EXERCISE DETAILS: Restate, word for word, all of the material shown below.

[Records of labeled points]
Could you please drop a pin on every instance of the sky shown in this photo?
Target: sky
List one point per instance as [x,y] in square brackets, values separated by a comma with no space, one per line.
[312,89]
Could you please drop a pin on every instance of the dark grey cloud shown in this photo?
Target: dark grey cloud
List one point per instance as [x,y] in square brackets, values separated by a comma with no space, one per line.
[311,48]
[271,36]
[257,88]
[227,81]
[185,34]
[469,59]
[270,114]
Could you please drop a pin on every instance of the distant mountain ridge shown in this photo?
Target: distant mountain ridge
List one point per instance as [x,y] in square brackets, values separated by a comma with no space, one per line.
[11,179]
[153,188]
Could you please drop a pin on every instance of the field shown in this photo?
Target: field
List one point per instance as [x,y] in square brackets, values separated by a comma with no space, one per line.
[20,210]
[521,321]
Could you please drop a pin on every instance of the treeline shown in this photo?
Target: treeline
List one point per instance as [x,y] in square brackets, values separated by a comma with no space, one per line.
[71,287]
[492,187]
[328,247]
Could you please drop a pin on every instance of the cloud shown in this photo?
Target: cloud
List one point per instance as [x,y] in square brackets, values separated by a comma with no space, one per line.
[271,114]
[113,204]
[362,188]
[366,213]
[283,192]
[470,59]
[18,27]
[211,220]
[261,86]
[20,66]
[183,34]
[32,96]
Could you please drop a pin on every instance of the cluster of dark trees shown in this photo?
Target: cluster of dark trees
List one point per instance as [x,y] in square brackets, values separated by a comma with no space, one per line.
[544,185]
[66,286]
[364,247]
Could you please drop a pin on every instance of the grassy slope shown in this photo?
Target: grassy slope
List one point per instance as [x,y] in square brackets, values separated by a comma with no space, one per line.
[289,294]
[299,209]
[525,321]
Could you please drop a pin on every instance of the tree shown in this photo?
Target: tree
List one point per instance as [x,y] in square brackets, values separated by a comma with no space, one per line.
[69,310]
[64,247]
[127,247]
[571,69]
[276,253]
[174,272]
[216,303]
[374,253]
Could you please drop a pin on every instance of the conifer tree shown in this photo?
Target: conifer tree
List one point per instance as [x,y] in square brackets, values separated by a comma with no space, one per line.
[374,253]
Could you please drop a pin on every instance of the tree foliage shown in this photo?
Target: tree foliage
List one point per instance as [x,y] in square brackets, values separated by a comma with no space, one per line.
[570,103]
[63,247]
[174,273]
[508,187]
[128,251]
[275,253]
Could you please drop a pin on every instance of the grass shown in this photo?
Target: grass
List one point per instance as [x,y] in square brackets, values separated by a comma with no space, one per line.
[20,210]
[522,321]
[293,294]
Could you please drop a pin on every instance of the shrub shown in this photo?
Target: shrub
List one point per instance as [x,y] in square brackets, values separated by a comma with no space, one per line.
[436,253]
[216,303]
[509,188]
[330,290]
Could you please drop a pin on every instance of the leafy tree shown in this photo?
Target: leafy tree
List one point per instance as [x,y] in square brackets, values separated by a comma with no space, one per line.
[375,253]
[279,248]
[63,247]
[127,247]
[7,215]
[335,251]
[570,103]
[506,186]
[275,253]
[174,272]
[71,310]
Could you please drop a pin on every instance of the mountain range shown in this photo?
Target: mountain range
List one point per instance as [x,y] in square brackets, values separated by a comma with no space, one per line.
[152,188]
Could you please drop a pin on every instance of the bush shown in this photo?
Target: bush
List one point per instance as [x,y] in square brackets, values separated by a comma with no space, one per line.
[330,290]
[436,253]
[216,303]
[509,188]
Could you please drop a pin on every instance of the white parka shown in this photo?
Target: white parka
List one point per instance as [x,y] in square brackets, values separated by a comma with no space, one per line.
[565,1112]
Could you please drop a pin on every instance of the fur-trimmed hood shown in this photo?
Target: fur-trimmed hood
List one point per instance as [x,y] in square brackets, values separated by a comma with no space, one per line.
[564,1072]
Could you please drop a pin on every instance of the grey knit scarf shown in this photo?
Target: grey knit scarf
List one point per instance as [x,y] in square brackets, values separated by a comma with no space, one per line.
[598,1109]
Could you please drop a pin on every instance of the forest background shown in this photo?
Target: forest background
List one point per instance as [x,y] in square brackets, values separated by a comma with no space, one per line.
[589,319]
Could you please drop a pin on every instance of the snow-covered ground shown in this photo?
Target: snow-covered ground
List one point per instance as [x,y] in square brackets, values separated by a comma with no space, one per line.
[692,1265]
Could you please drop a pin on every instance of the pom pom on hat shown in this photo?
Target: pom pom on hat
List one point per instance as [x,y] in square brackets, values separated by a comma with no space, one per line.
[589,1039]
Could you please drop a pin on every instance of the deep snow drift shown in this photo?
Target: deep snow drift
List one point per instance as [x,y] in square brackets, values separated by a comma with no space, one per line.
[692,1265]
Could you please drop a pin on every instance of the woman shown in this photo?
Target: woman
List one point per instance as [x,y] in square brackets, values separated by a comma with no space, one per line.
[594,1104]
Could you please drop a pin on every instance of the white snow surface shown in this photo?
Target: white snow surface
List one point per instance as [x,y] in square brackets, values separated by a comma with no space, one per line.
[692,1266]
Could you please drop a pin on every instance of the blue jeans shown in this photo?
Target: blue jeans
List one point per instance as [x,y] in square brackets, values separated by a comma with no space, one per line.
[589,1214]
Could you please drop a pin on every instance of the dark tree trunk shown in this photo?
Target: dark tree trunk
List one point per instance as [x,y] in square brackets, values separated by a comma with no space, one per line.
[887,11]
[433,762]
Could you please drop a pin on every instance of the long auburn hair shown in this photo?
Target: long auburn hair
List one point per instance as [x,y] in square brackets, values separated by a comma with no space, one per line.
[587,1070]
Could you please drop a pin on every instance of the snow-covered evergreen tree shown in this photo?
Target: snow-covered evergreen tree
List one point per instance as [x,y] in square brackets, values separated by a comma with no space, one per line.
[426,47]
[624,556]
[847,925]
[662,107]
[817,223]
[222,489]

TASK RESULT:
Could you please drop a pin on every instance of the sky shown in this photo?
Target: sky
List one point per instance as [x,y] in square brackets, values separated by a comma with no space, one per line.
[312,89]
Could you please drop a pin on every instance of the dark grey cloud shown in this photo?
Target: dark grey cloud
List one point per instance as [x,y] in square brackets, values separated by a comma with no space, one per line.
[311,48]
[271,36]
[257,88]
[227,81]
[185,34]
[469,59]
[270,114]
Could you please drop a pin on every instance of the distant mountain ridge shown in this photo?
Target: distant mountain ridge
List one point per instance as [x,y] in square brackets, values separated by a comma with no space, one per line.
[11,179]
[153,188]
Could you please drop a pin on every instance of the field shown in this photo?
Target: field
List one point per instance as [x,y] in square brackets, values separated by a comma with no space, one per line.
[20,210]
[521,321]
Could you please drop a pin on every instance of the treeline shown in this photo?
Target: treeline
List one point per instance as [x,y] in square brackets, values separated by a comma with no space, one per line.
[71,287]
[492,187]
[328,247]
Could you please drop a pin on every instance of the cloud shown in this photo?
Target: cloud
List one point per instance as [x,y] in square brackets, values separated by a comma with no space, one per line.
[271,114]
[113,204]
[362,188]
[366,213]
[283,192]
[470,59]
[18,27]
[211,220]
[261,86]
[20,66]
[183,34]
[32,96]
Could you please drop a pin on every instance of the cluster of dark trees shown in this photo?
Target: cluster of dark trees
List one point per instance as [x,y] in square brackets, values separated by a comma with no space, one per line.
[544,185]
[66,286]
[364,247]
Could you please drop a pin on every instance of the grassy slope shown in this photo?
Target: grassy slope
List one point per instance as [x,y] in square brackets, values separated by a comma with no space, one per line.
[289,294]
[299,209]
[525,321]
Could you please drop a pin on every instance of the tree shown in this photo?
Target: tree
List one point per instance as [x,y] in square brackets, values separated by a comma with no space, one per line.
[69,310]
[64,247]
[127,247]
[571,69]
[276,253]
[174,272]
[216,303]
[374,253]
Could you please drop a pin on every instance of the conifer tree shown in this photo?
Target: conifer tree
List one point per instance as [x,y] in square brackets, values separated by a comma with no space, one per line.
[374,253]
Could you please drop a pin on every instance of the tree foliage shown in this photo?
Target: tree foliage
List one point per instance as [x,y] in square brackets, values separated by a comma with no space, one per line.
[570,103]
[63,247]
[174,273]
[508,187]
[128,251]
[275,253]
Could you please drop a pin on every instance of the grass shown in this photo?
Target: grass
List one point per instance as [x,y] in square brackets, values separated by a comma with no space, one per line.
[20,210]
[522,321]
[293,294]
Could you please drop a pin on every instance of the shrub shown in this photo?
Target: shrub
List one point per instance as [x,y] in square brackets, values separated by a comma with no space, one per line.
[436,253]
[216,303]
[509,188]
[330,290]
Could you please drop a pin on every instance of the leafy tree shown in this photo?
Target: leafy tree
List one point per instance as [x,y] in square brackets, values separated by a comma with no space, one per line.
[375,253]
[279,248]
[63,247]
[127,247]
[7,215]
[335,251]
[570,103]
[506,186]
[275,253]
[174,272]
[71,310]
Could you please drop a pin on every instance of the mountain range shown in this photo?
Target: mountain range
List one point per instance as [x,y] in square brackets, values separated by a comma with no space, one per line.
[152,188]
Could you please drop a pin on every instance of the bush shown in this photo?
Target: bush
List one point per instance as [x,y] in square brackets, values separated by a comma with no space, one per line.
[330,290]
[436,253]
[216,303]
[509,188]
Could you please drop a pin on every instance of the white parka shown in this photo?
Target: white parka
List one point per instance as [x,y] in square brackets, values separated by a comma with no space, one per line.
[565,1112]
Could you please drop a pin on every instance of the fur-trimmed hood shown in this photo?
Target: fur-trimmed hood
List one point per instance as [x,y] in square brackets, values separated by a comma with no space, one per line.
[564,1072]
Could you please drop a pin on every instance of the grey knit scarf shown in this photo?
Target: grey knit scarf
List one point per instance as [x,y] in square brackets, values separated by a comma with no space, one per line.
[598,1109]
Could you please drop a pin on every instance of the forest background shown in this photo?
Target: forest background
List one point per instance as [x,y] in square brackets, values separated by a comma with no space, one per line.
[589,319]
Could you please drop a pin on every instance of the snow-covered ground shown in this photo?
Target: snow-covered ground
List one point per instance as [x,y] in square brackets, values separated by a comma with no space, one per line.
[692,1265]
Could you please drop a pin on every instance of the pom pom on hat shown in this photo?
Target: pom pom on hat
List one point per instance as [x,y] in square brackets, values separated by a comma with no space, one per line.
[589,1039]
Could you please drop a pin on every instance of the deep snow drift shown in this photo?
Target: deep snow drift
List one point per instance as [x,y] in square brackets, values separated by a comma with no space, one per line.
[692,1265]
Could you please drop a pin on every instance of the woman shown in this photo?
Target: woman
List one point per instance as [x,y] in square brackets, values separated by a comma with no space, one per line.
[594,1104]
Could you please drop a pin on every instance of the white snow surface shown in this photo?
Target: white snow surface
List one point per instance as [x,y] in square brackets, values separated by a comma with no space, one per line.
[692,1266]
Could you please drop a pin on every instance of the blue jeans shown in this photo?
Target: blue jeans
List one point per instance as [x,y] in square brackets, values separated by a comma with no space, one per line.
[589,1214]
Could you please drop a pin on every instance of the dark tree trunk shown in this photo?
Target: dark tree trunk
List one point per instance as [x,y] in square brackets, values separated by a comma with no space, one per line.
[887,11]
[433,762]
Could you please drop a pin on every instance of the long auburn hair shown in this photo?
Target: long auburn hair
List one point per instance as [x,y] in square brackets, values separated by a comma with no space, one per line.
[587,1070]
Could you please drop a pin on every instance of the snow-covered evergreen tree shown in this photo?
Target: snow-covered evergreen tree
List one point per instance as [x,y] in square brackets, values separated by a comma with no space, one per line.
[426,47]
[624,556]
[847,925]
[662,107]
[817,223]
[222,489]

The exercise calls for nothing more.